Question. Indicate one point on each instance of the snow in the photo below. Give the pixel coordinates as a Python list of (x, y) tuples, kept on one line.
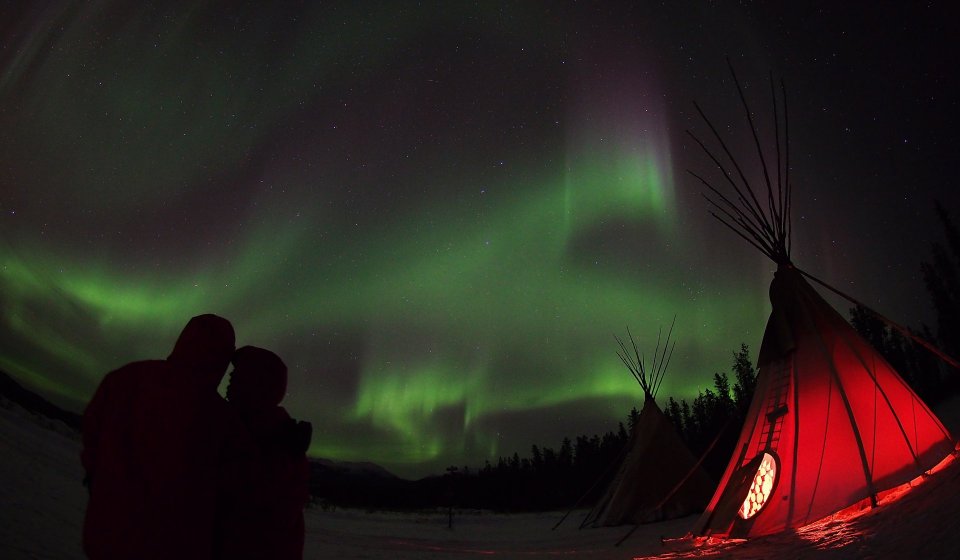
[(42, 502)]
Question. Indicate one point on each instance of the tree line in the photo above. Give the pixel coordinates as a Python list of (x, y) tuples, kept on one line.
[(580, 469)]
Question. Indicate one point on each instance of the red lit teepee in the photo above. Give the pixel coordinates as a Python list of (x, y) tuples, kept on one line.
[(831, 423)]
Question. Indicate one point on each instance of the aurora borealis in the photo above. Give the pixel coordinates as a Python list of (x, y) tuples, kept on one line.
[(440, 215)]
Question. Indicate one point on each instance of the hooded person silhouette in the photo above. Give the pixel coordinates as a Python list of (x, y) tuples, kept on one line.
[(264, 518), (155, 435)]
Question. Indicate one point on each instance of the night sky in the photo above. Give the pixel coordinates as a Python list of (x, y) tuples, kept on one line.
[(439, 215)]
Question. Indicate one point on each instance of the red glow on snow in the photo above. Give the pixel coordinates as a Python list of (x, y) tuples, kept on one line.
[(760, 488)]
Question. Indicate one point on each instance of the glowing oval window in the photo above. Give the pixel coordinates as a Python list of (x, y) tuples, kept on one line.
[(760, 488)]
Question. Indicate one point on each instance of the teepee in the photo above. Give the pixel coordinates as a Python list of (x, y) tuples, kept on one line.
[(658, 478), (831, 424)]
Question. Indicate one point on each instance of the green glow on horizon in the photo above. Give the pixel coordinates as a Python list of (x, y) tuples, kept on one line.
[(458, 292)]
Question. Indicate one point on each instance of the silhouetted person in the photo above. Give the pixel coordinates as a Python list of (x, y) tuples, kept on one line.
[(154, 438), (264, 518)]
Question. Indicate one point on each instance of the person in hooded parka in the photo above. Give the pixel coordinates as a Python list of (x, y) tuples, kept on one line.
[(264, 517), (155, 437)]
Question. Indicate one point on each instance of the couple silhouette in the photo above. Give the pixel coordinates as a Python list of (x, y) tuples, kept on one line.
[(174, 471)]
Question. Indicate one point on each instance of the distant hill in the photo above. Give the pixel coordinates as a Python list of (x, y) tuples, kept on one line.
[(37, 404)]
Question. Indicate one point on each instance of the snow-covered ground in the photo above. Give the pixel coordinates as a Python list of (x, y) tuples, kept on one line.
[(42, 502)]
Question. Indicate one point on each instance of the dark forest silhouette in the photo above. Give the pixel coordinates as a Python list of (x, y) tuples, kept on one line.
[(577, 472)]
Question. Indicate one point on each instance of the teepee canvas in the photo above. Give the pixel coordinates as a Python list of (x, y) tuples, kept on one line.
[(658, 478), (831, 423)]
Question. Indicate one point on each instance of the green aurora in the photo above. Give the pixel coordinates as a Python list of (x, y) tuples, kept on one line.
[(438, 216)]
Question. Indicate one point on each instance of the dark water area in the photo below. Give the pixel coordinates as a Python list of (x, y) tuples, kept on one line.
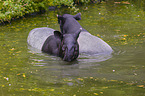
[(25, 71)]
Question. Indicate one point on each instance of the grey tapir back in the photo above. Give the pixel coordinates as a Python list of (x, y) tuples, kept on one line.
[(87, 43), (37, 37)]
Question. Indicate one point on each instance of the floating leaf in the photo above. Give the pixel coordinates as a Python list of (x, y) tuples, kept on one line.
[(96, 94)]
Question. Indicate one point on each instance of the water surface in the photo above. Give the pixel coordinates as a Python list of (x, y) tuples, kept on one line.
[(25, 71)]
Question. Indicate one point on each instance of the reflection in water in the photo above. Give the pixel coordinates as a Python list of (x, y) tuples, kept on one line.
[(82, 59)]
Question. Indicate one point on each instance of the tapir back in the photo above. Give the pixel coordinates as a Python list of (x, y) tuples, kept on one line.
[(38, 36)]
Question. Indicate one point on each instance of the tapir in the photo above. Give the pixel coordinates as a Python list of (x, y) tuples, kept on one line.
[(67, 44)]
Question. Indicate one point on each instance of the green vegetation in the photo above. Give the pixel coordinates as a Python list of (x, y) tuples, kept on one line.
[(10, 9)]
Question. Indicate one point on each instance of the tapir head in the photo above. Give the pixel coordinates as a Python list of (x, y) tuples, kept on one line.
[(69, 47), (62, 19)]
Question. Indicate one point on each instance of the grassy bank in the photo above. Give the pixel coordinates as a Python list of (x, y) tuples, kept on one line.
[(12, 9)]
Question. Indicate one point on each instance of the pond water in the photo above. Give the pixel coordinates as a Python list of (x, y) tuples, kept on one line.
[(25, 71)]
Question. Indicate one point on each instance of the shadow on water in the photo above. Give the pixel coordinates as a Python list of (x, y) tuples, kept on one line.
[(29, 72)]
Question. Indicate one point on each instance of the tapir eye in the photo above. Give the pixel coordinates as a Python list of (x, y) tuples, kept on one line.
[(63, 48), (75, 48)]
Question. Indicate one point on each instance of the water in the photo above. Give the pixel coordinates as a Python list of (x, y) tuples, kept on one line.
[(25, 71)]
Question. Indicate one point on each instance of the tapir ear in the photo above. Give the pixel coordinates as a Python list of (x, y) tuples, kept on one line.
[(76, 35), (58, 34), (78, 16), (59, 18)]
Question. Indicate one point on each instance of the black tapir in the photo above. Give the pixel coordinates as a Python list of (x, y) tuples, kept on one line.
[(63, 45), (68, 43)]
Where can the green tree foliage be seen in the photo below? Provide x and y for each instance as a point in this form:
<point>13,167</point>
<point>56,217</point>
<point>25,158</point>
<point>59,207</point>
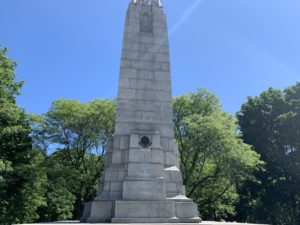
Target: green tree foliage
<point>271,123</point>
<point>21,176</point>
<point>79,133</point>
<point>214,159</point>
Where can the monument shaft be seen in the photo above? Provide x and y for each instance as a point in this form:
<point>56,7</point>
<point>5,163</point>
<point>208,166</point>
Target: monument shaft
<point>142,181</point>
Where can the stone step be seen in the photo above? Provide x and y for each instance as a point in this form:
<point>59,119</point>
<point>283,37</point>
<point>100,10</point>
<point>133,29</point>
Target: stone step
<point>203,223</point>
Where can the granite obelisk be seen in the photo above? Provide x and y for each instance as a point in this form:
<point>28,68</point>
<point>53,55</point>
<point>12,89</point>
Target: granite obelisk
<point>142,182</point>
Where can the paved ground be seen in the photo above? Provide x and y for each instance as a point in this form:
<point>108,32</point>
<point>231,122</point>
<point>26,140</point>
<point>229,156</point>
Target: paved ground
<point>203,223</point>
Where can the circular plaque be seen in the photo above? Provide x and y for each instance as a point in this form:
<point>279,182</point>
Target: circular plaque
<point>145,142</point>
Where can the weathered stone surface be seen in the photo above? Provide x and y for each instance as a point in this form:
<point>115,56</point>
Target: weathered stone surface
<point>141,181</point>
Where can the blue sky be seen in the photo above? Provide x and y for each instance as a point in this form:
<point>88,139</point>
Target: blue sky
<point>71,48</point>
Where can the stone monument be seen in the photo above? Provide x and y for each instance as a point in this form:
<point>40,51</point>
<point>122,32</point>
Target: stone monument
<point>142,182</point>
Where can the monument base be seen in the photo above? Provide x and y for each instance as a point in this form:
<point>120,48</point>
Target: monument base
<point>168,211</point>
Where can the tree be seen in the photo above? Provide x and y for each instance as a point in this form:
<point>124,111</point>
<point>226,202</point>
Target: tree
<point>79,132</point>
<point>21,179</point>
<point>214,159</point>
<point>270,122</point>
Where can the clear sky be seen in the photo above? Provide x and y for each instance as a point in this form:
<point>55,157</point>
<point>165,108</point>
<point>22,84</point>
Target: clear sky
<point>71,48</point>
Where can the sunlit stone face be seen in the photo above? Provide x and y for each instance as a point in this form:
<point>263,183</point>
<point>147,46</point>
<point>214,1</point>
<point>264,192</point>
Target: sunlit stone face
<point>148,2</point>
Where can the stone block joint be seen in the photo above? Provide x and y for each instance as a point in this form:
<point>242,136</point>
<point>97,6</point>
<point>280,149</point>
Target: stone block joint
<point>142,182</point>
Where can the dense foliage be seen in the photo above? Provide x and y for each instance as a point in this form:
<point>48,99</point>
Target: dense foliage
<point>246,169</point>
<point>271,123</point>
<point>21,174</point>
<point>214,159</point>
<point>78,132</point>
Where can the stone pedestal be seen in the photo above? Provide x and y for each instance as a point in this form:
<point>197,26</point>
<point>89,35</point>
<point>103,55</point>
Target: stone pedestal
<point>142,182</point>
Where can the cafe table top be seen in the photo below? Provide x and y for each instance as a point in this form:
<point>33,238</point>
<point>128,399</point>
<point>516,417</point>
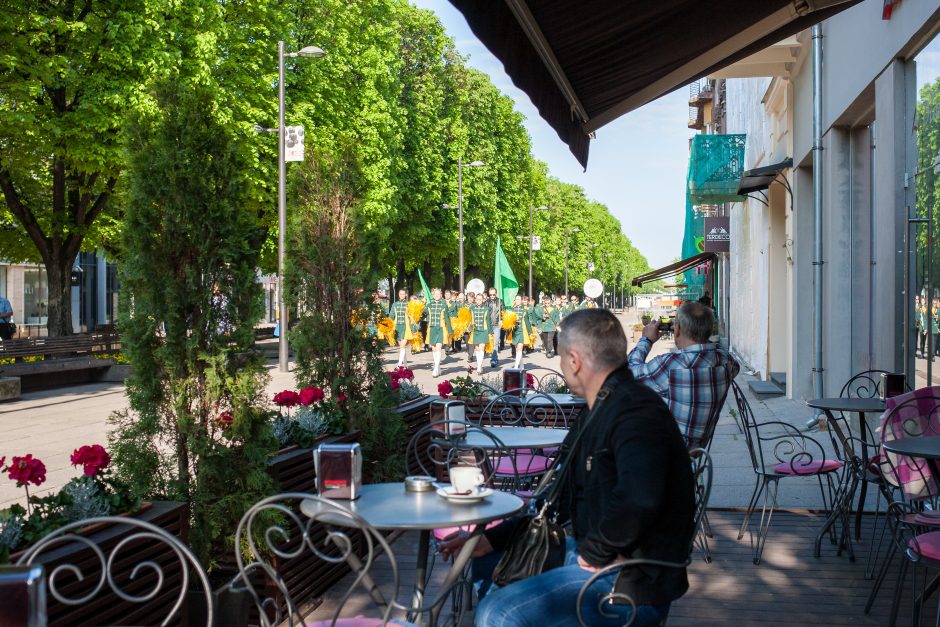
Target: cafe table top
<point>390,506</point>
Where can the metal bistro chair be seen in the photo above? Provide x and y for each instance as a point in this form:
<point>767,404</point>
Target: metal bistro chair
<point>864,451</point>
<point>334,535</point>
<point>146,564</point>
<point>702,474</point>
<point>434,449</point>
<point>914,414</point>
<point>792,454</point>
<point>525,407</point>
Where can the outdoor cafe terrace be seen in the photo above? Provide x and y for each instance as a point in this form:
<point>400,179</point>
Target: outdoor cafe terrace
<point>789,586</point>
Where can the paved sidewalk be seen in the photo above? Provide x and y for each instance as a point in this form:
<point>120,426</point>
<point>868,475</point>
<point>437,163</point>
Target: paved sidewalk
<point>51,424</point>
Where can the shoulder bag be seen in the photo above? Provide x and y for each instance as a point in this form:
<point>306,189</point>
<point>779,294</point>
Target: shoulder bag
<point>538,543</point>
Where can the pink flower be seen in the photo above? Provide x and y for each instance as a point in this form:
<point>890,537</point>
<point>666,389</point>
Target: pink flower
<point>310,395</point>
<point>225,420</point>
<point>444,388</point>
<point>92,458</point>
<point>287,398</point>
<point>26,470</point>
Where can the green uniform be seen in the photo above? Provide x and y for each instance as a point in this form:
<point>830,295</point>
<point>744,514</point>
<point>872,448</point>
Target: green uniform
<point>481,324</point>
<point>439,328</point>
<point>523,325</point>
<point>398,312</point>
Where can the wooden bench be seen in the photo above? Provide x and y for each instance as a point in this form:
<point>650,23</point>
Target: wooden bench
<point>44,362</point>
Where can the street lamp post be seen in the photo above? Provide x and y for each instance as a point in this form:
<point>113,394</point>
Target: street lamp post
<point>308,52</point>
<point>460,167</point>
<point>567,232</point>
<point>532,211</point>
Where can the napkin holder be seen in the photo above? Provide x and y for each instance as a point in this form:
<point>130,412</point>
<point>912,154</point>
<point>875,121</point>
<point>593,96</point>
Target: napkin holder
<point>453,412</point>
<point>339,470</point>
<point>892,384</point>
<point>513,381</point>
<point>22,596</point>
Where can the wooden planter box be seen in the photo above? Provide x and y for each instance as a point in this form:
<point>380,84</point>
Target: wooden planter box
<point>306,576</point>
<point>107,608</point>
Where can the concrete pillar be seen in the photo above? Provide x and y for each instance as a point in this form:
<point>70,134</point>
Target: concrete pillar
<point>894,152</point>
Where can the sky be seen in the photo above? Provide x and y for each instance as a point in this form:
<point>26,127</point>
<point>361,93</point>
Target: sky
<point>637,164</point>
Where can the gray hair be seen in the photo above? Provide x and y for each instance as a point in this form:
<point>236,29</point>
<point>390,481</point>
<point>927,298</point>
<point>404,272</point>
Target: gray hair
<point>696,321</point>
<point>598,334</point>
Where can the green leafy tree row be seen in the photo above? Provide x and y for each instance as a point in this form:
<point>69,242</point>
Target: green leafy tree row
<point>73,72</point>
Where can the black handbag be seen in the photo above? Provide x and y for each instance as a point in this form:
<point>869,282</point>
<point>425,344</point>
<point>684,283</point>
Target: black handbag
<point>538,543</point>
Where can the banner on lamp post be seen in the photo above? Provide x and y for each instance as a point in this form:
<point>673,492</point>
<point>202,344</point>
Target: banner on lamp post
<point>294,143</point>
<point>718,235</point>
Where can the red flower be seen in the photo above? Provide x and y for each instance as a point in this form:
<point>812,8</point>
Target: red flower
<point>225,420</point>
<point>310,395</point>
<point>26,470</point>
<point>287,398</point>
<point>93,459</point>
<point>444,388</point>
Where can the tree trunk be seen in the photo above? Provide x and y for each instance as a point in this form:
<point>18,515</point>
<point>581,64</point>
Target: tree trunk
<point>59,275</point>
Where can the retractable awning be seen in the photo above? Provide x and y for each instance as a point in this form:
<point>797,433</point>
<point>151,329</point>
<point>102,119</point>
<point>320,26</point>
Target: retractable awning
<point>673,269</point>
<point>584,64</point>
<point>759,179</point>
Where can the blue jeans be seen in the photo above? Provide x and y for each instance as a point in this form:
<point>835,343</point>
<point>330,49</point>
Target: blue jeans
<point>550,599</point>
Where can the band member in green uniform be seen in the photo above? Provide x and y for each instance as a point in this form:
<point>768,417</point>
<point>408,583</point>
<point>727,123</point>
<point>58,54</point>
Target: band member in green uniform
<point>481,329</point>
<point>547,317</point>
<point>439,329</point>
<point>398,312</point>
<point>520,334</point>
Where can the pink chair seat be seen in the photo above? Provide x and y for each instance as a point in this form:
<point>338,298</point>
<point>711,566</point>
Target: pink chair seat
<point>799,467</point>
<point>359,621</point>
<point>929,545</point>
<point>525,464</point>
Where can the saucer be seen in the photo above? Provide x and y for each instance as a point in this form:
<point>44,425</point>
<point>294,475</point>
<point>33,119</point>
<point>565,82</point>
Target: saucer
<point>448,493</point>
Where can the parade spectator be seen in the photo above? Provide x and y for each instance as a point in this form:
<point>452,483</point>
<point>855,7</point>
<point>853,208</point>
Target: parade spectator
<point>693,379</point>
<point>6,319</point>
<point>630,495</point>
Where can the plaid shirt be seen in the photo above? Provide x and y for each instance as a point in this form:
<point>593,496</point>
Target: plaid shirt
<point>693,381</point>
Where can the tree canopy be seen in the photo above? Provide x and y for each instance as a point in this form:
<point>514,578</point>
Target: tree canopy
<point>392,85</point>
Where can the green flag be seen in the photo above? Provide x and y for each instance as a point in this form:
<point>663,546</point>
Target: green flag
<point>424,286</point>
<point>504,280</point>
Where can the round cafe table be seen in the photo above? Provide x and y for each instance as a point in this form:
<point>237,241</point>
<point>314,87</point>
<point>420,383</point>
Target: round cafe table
<point>388,506</point>
<point>516,437</point>
<point>860,407</point>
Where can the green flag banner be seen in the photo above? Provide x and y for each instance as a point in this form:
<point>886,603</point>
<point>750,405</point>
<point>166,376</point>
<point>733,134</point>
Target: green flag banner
<point>503,279</point>
<point>424,286</point>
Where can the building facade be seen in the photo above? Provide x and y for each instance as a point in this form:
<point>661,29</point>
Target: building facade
<point>868,154</point>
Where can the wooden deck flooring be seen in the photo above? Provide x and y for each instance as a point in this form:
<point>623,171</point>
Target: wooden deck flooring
<point>789,587</point>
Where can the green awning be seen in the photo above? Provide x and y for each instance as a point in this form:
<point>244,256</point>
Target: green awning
<point>715,166</point>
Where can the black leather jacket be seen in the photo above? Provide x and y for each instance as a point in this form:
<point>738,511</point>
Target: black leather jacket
<point>630,492</point>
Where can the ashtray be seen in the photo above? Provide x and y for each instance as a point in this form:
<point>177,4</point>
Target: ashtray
<point>419,483</point>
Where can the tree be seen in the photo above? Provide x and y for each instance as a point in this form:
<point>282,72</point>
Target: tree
<point>69,74</point>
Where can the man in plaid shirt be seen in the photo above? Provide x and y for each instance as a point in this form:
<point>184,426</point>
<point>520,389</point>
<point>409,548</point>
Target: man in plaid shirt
<point>693,379</point>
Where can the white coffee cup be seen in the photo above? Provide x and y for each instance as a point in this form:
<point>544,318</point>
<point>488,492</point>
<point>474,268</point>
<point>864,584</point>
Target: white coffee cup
<point>466,479</point>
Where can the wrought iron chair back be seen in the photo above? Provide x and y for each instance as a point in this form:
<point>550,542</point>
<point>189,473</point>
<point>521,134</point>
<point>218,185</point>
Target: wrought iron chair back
<point>185,567</point>
<point>434,449</point>
<point>525,407</point>
<point>275,526</point>
<point>915,414</point>
<point>702,474</point>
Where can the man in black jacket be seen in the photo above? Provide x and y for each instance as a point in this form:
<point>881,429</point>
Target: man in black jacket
<point>629,495</point>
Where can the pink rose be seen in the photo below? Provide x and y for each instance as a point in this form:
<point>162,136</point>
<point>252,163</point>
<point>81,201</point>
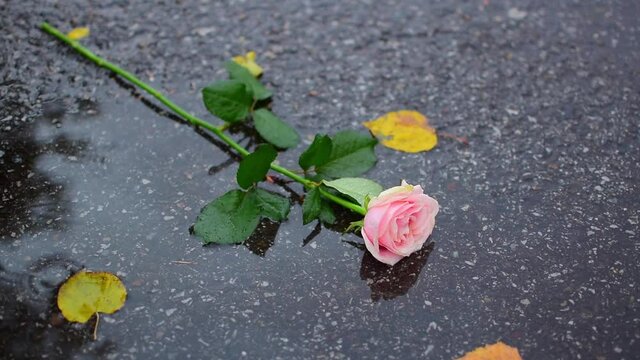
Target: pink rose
<point>398,222</point>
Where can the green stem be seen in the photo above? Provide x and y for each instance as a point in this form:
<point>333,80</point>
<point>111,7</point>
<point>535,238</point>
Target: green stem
<point>217,130</point>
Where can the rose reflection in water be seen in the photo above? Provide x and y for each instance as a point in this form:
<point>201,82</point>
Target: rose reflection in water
<point>388,282</point>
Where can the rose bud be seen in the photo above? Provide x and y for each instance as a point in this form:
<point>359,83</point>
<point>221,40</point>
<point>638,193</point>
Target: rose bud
<point>398,222</point>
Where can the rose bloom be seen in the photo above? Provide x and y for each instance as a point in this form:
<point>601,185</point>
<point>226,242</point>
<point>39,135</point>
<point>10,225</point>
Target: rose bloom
<point>398,222</point>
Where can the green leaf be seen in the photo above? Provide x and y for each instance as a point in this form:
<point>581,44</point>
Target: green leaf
<point>254,167</point>
<point>275,207</point>
<point>351,155</point>
<point>355,226</point>
<point>229,219</point>
<point>317,153</point>
<point>356,188</point>
<point>238,72</point>
<point>326,214</point>
<point>274,130</point>
<point>311,206</point>
<point>230,100</point>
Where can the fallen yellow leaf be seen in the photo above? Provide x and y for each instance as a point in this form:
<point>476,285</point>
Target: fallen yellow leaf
<point>78,33</point>
<point>248,61</point>
<point>89,293</point>
<point>404,130</point>
<point>497,351</point>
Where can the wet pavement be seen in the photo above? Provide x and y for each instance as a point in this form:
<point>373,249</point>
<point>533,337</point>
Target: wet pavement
<point>536,244</point>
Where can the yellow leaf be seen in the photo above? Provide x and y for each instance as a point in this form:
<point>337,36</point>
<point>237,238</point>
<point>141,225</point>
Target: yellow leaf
<point>78,33</point>
<point>248,61</point>
<point>404,130</point>
<point>87,293</point>
<point>497,351</point>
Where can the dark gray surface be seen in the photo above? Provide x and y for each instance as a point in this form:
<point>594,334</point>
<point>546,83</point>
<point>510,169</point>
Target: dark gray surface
<point>536,243</point>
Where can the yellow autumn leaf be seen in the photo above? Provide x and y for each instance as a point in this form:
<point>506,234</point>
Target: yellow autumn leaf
<point>78,33</point>
<point>404,130</point>
<point>248,61</point>
<point>497,351</point>
<point>88,293</point>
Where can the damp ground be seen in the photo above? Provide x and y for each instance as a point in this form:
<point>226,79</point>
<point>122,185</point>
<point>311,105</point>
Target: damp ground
<point>536,244</point>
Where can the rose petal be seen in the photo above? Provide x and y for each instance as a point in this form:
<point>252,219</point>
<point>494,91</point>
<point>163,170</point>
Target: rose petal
<point>380,253</point>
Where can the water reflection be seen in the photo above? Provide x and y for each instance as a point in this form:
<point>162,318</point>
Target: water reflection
<point>388,282</point>
<point>263,237</point>
<point>31,199</point>
<point>32,326</point>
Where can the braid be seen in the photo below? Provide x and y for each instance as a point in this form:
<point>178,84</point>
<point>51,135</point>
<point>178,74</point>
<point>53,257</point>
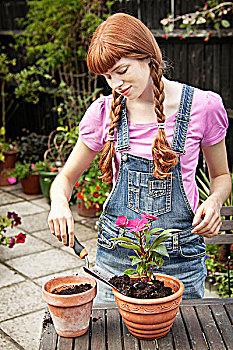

= = =

What is required |
Rewrite the lines between the line holding "Where can the sunlit" and the line holding "<point>78,132</point>", inclusive, changing "dense foliage" to "thick foliage" and leaving everything else as it stands. Give only those lines.

Answer to the problem |
Where can the sunlit stone face be seen in the photo above? Provide x and y for each instance as a point in this form:
<point>263,183</point>
<point>147,46</point>
<point>214,1</point>
<point>264,192</point>
Target: sunlit stone face
<point>148,2</point>
Where can the stone block joint be seen in the photo above? Provide x and y for each instance as a point in this form:
<point>242,136</point>
<point>97,6</point>
<point>280,149</point>
Target: stone block joint
<point>142,182</point>
Where can the thick foliage be seen in the photo above? Provide x and y for each instance as a point in this form:
<point>48,99</point>
Target: thick foliage
<point>246,169</point>
<point>271,123</point>
<point>21,174</point>
<point>214,159</point>
<point>78,132</point>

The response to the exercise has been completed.